Our group focuses on understanding how the immune system responds to changes in the brain's microenvironment during healthy aging and neurodegeneration. We also investigate how immune cells can influence the onset, progression, and severity of neurodegenerative disorders. To uncover the mechanisms behind these reciprocal interactions, we utilize state-of-the-art methods, including high-dimensional flow cytometry, single-cell (multi-)omics techniques, and spatial imaging and transcriptomics.

T Cells in the CNS during neurodegeneration and ageing

A central aim is to understand how various pathological or subclinical changes in the CNS are driven by T cells. This includes exploring how T cells transcriptionally and phenotypically adapt to their presence within brain tissue, and identifying the signaling pathways and transcription factors that govern the formation and function of these brain-resident T cells. Using disease models of neurodegeneration, such as 5xFAD and SPG15, as well as models for physiological changes like accelerated aging, we focus on the origin and function of T cells in the CNS, their developmental trajectories, clonality, and interactions with other cell types, including microglia.

Single-cell (multi)-omic atlases of the brain in inflammation and neurodegeneration

Our group is dedicated to unravel the mechanisms underlying neurodegenerative diseases at the single-cell level. To achieve this, we utilize decentralized approaches to create cell atlases and leverage multi-modal omics data, including single-nucleus RNA sequencing (snRNA-seq), single-cell ATAC sequencing (scATAC-seq), spatial transcriptomics, and MultiOmics data from techniques such as SHARE-seq, 10X, and BD Rhapsody single-cell sequencing. Our current projects include a multi-center collaboration with the DFG-NGS competence network to create a cell atlas of the human striatum. Additionally, we are investigating transcriptional changes in Parkinsonian striatal neurons to gain a deeper understanding of the molecular basis of the loss of dopaminergic input in Parkinson's disease.

Moreover, we aim to uncover how acute infections and chronic inflammation throughout life can shape the reactivity of the brain's immune system. Microglia, the brain's innate immune cells, can "remember" previous stimuli and adapt their reactivity, with potentially life-altering implications for the progression of neurodegenerative diseases like Alzheimer's disease. To explore this "innate immune memory," we employ state-of-the-art single-cell multi-omics techniques, uncovering the gene expression profiles and epigenetic states of microglia in response to different immune challenges.

Understanding microglia heterogeneity in the CNS

An additional area of our research is CRISPR-Cas9 induced genome editing. It has been utilized as a dynamic lineage tracing tool, inheritable by descendant cells during division. This system was employed to develop a mouse model referred to as LINC, capable of linking cell state to cell fate at single-cell resolution, thereby identifying myeloid and microglial lineages under both homeostatic and pathological conditions. Our LINC mouse represents a promising tool to better understand the function of microglia in neurodegenerative disorders.

**Information shown:**
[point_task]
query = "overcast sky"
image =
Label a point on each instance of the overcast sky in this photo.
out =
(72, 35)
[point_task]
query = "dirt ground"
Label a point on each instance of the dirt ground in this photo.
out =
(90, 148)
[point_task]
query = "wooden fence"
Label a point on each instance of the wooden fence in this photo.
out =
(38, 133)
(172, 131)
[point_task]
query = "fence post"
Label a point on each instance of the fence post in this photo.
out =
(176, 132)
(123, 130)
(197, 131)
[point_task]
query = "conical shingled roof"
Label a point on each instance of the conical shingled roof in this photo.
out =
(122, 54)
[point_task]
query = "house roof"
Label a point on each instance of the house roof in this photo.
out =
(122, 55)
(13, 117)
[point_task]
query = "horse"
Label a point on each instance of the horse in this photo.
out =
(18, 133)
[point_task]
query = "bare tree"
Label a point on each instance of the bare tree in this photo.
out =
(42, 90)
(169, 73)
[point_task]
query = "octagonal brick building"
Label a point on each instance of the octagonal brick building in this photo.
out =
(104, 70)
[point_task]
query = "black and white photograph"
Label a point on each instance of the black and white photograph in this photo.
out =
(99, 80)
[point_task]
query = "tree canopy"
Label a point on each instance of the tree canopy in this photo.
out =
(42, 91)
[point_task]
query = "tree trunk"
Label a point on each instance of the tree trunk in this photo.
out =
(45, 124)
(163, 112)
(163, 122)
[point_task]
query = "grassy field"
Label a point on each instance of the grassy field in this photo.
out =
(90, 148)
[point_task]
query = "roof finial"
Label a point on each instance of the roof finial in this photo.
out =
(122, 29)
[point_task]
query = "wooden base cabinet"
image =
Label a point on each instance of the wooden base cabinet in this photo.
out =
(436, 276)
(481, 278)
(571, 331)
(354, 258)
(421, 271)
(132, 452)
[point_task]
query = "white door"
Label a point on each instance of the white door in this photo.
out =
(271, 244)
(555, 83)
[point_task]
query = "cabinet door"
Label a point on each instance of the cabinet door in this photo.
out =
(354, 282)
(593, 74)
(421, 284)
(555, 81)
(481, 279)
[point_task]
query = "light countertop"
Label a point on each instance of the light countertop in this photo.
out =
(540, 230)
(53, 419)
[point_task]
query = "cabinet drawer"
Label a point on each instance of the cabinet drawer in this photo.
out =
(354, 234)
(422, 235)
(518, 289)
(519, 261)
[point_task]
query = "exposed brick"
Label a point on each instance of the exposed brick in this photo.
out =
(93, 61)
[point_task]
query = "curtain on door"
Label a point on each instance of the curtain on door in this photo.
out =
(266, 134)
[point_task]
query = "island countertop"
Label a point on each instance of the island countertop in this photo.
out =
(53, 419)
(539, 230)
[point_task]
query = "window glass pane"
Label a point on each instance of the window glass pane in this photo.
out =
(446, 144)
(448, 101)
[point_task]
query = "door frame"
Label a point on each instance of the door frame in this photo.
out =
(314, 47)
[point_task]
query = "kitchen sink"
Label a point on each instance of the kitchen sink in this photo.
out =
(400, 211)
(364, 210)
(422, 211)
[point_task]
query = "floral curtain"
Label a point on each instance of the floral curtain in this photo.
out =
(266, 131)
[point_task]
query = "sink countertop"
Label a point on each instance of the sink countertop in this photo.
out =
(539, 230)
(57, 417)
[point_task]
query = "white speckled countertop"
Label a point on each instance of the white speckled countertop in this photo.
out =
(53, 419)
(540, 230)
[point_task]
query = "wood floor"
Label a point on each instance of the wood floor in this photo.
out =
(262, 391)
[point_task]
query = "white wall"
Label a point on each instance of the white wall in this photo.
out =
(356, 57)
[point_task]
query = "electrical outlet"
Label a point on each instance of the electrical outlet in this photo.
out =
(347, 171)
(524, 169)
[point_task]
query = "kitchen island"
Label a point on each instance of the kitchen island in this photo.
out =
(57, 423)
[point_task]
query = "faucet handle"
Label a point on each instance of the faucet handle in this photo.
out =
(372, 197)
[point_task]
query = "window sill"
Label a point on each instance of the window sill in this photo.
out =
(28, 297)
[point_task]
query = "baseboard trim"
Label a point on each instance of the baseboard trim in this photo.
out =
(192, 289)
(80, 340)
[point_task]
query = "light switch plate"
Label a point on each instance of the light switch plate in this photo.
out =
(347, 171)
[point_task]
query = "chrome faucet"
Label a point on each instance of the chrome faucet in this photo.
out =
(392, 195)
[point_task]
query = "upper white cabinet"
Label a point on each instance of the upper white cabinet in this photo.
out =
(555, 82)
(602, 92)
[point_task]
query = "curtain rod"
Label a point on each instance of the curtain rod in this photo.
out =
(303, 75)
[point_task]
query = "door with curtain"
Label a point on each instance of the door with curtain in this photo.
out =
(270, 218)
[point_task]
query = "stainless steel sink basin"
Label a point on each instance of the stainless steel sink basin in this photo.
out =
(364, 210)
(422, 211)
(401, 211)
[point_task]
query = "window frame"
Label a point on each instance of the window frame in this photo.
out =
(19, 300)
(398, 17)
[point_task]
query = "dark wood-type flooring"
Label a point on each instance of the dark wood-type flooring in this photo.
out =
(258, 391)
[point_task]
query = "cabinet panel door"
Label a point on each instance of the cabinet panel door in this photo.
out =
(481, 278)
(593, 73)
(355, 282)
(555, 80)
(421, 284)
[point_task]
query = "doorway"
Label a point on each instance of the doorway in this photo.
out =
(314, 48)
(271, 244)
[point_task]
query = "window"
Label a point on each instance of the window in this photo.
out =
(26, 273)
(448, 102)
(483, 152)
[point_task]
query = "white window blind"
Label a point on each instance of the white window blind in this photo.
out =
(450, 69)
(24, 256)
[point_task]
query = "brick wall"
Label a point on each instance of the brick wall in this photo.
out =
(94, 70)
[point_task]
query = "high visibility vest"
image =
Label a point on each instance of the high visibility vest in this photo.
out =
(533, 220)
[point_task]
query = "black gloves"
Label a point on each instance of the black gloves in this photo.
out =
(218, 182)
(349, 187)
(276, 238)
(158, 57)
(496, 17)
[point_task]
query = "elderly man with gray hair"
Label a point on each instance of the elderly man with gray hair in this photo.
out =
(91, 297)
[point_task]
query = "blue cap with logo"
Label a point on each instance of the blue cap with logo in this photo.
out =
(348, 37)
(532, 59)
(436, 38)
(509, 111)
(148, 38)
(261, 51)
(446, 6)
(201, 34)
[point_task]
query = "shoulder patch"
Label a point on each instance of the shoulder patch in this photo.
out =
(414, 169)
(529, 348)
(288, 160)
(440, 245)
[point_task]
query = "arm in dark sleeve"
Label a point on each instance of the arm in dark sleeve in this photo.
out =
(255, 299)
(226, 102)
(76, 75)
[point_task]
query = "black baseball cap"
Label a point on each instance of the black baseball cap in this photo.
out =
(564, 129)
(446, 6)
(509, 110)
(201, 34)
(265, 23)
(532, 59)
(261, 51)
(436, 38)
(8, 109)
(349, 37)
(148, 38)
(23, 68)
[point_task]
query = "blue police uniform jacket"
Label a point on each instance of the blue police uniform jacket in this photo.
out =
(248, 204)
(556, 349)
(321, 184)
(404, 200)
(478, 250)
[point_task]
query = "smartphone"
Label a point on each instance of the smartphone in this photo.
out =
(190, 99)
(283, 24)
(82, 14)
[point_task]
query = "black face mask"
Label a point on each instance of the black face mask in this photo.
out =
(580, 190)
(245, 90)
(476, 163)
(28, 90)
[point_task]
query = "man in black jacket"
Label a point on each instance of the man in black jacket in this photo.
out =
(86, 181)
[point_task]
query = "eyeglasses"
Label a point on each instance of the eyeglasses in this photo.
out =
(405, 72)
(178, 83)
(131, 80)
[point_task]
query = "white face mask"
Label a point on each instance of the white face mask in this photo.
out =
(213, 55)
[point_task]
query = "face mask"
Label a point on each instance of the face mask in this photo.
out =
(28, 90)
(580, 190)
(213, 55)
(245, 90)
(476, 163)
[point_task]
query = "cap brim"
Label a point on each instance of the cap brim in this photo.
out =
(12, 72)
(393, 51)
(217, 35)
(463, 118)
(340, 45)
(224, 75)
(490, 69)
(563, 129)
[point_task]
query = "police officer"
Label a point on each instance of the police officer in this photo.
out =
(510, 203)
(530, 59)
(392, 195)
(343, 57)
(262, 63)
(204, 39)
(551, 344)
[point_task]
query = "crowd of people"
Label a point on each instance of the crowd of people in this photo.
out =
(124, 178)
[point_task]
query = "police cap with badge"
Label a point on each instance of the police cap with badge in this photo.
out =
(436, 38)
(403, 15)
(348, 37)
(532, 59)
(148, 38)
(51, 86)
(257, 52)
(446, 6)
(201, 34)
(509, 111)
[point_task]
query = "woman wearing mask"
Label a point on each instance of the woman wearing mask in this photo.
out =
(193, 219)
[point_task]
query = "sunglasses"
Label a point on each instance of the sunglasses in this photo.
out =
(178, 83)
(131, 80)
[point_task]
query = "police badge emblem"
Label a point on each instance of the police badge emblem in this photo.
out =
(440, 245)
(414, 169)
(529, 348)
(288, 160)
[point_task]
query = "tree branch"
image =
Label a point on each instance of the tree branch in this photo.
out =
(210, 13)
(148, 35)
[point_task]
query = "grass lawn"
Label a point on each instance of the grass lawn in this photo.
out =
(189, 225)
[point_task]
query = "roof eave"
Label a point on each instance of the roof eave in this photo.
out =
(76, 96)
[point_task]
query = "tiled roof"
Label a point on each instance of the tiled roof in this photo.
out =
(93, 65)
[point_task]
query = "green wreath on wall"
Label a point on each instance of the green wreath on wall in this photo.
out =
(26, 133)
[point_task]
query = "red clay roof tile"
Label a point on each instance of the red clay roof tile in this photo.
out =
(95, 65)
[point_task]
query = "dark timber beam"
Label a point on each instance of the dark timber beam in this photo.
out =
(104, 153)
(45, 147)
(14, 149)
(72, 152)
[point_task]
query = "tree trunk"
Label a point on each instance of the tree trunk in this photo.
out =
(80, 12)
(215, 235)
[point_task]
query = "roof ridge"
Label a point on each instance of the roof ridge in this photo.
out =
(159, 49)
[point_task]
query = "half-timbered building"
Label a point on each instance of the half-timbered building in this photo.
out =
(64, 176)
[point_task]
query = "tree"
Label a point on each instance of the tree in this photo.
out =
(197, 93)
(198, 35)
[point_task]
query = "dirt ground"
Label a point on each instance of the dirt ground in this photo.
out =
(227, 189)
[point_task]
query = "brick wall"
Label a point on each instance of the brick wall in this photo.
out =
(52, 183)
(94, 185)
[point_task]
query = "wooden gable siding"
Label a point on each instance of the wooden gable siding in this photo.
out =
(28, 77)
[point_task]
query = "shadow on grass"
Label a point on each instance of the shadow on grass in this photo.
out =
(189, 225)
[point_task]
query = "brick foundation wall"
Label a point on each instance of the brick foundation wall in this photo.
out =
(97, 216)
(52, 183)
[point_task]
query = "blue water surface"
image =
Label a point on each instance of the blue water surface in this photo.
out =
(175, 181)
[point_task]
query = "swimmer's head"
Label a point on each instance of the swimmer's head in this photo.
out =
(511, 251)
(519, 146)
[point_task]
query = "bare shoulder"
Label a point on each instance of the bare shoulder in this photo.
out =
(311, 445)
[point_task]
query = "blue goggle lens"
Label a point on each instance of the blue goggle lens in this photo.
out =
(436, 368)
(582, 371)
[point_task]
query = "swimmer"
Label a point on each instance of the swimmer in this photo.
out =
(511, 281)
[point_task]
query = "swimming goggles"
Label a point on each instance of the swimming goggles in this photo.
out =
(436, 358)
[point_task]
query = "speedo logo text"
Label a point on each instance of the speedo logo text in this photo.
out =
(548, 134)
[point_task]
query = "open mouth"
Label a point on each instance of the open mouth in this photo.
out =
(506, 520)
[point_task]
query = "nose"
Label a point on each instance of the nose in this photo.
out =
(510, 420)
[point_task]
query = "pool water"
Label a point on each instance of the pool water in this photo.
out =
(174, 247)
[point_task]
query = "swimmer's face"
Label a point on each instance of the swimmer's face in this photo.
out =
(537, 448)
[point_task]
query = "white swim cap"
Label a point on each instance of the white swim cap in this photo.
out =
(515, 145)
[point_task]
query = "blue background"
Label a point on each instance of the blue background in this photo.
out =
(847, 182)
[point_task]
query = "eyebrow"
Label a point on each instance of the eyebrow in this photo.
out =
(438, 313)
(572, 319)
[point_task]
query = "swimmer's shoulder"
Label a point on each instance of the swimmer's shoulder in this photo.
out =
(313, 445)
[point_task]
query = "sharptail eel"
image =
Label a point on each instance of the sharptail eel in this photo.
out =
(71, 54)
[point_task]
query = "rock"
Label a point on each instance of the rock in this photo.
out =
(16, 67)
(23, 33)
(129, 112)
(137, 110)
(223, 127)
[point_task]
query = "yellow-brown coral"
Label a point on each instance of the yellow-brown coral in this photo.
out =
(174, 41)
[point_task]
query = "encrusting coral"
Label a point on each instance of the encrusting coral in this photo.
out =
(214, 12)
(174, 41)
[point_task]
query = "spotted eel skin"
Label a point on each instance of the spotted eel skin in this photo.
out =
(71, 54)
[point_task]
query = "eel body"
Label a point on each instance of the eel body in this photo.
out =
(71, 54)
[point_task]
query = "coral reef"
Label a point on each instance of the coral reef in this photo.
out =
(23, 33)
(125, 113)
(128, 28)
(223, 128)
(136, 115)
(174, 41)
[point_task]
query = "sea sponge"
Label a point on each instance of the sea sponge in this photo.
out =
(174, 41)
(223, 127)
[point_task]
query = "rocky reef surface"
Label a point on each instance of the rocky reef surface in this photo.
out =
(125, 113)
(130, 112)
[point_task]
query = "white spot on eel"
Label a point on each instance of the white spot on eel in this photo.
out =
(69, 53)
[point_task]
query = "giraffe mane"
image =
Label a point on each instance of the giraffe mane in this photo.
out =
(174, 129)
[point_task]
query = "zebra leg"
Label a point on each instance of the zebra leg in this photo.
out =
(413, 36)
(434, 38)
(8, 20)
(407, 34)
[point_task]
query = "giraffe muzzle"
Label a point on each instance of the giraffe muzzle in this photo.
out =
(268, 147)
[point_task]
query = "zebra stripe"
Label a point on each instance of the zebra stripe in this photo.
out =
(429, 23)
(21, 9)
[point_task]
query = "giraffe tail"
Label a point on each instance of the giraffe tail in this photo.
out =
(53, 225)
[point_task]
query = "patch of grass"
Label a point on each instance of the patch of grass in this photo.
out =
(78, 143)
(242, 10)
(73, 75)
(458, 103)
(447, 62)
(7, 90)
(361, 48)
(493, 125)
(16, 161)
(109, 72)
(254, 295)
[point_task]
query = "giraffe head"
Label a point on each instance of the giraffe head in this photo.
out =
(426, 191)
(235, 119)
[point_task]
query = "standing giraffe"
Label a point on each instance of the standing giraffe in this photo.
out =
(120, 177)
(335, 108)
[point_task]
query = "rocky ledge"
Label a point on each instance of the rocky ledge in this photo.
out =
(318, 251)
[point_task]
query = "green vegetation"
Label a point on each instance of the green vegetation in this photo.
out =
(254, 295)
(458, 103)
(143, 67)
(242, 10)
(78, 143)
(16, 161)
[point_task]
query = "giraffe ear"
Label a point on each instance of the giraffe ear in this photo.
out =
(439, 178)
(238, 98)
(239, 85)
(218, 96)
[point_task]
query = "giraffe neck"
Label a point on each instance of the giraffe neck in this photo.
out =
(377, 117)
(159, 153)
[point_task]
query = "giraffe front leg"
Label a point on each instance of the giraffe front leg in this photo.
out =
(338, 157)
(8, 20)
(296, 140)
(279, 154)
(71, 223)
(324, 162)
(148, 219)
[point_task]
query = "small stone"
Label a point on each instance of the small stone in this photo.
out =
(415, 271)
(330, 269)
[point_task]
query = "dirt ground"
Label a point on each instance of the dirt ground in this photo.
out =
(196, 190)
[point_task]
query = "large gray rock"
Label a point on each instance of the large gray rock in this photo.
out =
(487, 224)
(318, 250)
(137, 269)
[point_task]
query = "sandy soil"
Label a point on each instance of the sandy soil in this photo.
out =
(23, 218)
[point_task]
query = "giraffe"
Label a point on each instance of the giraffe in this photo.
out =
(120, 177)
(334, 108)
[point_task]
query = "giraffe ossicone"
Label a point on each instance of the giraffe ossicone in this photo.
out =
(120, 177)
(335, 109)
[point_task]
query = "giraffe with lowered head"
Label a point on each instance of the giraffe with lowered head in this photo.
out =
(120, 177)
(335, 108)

**Questions to answer:**
1/ Translate into German the following sentence from the research description above: "Our LINC mouse represents a promising tool to better understand the function of microglia in neurodegenerative disorders."
2/ Retype the passage of the research description above between "Single-cell (multi)-omic atlases" and "in Parkinson's disease.", inclusive.

**Solutions to the exercise:**
1/ Unsere LINC-Maus stellt ein vielversprechendes Werkzeug dar, um die Funktion von Mikroglia bei neurodegenerativen Erkrankungen besser zu verstehen.

2/
Single-cell (multi)-omic atlases of the brain in inflammation and neurodegeneration

Our group is dedicated to unravel the mechanisms underlying neurodegenerative diseases at the single-cell level. To achieve this, we utilize decentralized approaches to create cell atlases and leverage multi-modal omics data, including single-nucleus RNA sequencing (snRNA-seq), single-cell ATAC sequencing (scATAC-seq), spatial transcriptomics, and MultiOmics data from techniques such as SHARE-seq, 10X, and BD Rhapsody single-cell sequencing. Our current projects include a multi-center collaboration with the DFG-NGS competence network to create a cell atlas of the human striatum. Additionally, we are investigating transcriptional changes in Parkinsonian striatal neurons to gain a deeper understanding of the molecular basis of the loss of dopaminergic input in Parkinson's disease.